### [EXERCISE TASK]
Tally the lines of the listing below that contain the string "shoulder", and give only that number.
### GIVEN RECORDS
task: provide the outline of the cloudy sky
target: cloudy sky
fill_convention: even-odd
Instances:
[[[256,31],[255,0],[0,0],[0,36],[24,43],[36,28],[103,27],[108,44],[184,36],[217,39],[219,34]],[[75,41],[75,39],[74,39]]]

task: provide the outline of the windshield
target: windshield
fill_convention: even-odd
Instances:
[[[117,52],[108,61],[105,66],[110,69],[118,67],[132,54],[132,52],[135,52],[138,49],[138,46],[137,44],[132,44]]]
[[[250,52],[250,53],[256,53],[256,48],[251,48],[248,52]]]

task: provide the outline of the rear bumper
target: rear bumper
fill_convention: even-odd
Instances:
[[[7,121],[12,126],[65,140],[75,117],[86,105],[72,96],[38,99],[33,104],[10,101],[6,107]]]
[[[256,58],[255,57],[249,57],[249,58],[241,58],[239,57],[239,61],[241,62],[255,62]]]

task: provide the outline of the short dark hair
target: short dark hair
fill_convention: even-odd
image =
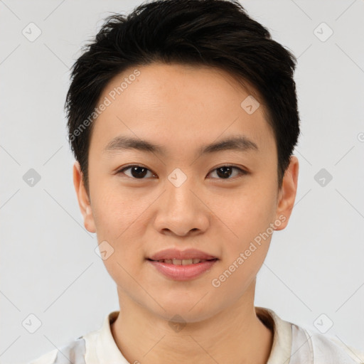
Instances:
[[[127,68],[156,62],[218,68],[257,90],[275,138],[281,188],[299,134],[294,55],[237,0],[156,0],[127,16],[113,14],[73,65],[65,103],[68,140],[87,193],[90,117],[104,88]]]

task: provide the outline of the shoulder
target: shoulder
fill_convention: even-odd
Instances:
[[[314,364],[364,364],[364,352],[346,344],[338,338],[318,333],[294,323],[291,324],[291,330],[292,364],[302,360]]]
[[[85,364],[86,346],[85,338],[81,336],[72,340],[59,349],[49,351],[27,364]]]

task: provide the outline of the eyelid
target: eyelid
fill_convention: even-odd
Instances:
[[[129,166],[125,166],[124,167],[122,167],[119,169],[117,169],[115,171],[115,174],[122,173],[124,172],[124,171],[125,171],[127,169],[129,169],[129,168],[132,168],[132,167],[145,168],[149,171],[151,172],[154,176],[156,175],[156,173],[155,173],[153,171],[151,171],[148,167],[146,167],[145,166],[143,166],[141,164],[129,164]],[[210,179],[217,179],[217,180],[220,180],[220,181],[229,181],[229,180],[234,181],[236,178],[239,178],[240,177],[242,177],[242,176],[245,176],[245,175],[247,175],[247,174],[249,173],[249,172],[247,170],[243,169],[243,168],[242,168],[241,167],[240,167],[238,166],[235,166],[235,164],[221,164],[220,166],[218,166],[217,167],[214,167],[213,169],[211,169],[211,171],[210,171],[210,172],[208,172],[208,176],[210,173],[211,173],[212,172],[213,172],[213,171],[216,171],[217,169],[218,169],[219,168],[222,168],[222,167],[234,168],[235,169],[237,169],[239,171],[239,176],[237,176],[233,177],[232,178],[210,178]],[[129,177],[129,176],[127,176],[127,177],[129,177],[129,178],[132,178],[132,179],[141,180],[141,181],[144,180],[144,179],[147,179],[147,178],[132,178],[132,177]]]

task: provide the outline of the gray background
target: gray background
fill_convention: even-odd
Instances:
[[[109,11],[138,4],[0,1],[1,363],[60,347],[118,309],[83,227],[63,107],[81,46]],[[302,132],[296,205],[273,235],[255,305],[364,350],[364,1],[242,4],[298,57]],[[33,41],[22,33],[31,22],[41,31]],[[33,186],[23,180],[31,168],[41,176]],[[31,314],[41,321],[33,333],[36,319],[22,325]]]

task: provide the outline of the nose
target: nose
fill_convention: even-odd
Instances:
[[[168,181],[158,199],[155,229],[171,236],[203,233],[208,228],[211,212],[201,195],[189,178],[178,187]]]

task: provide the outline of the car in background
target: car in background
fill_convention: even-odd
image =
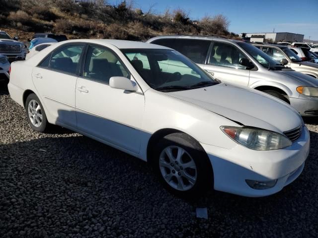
######
### [TASK SOLUTION]
2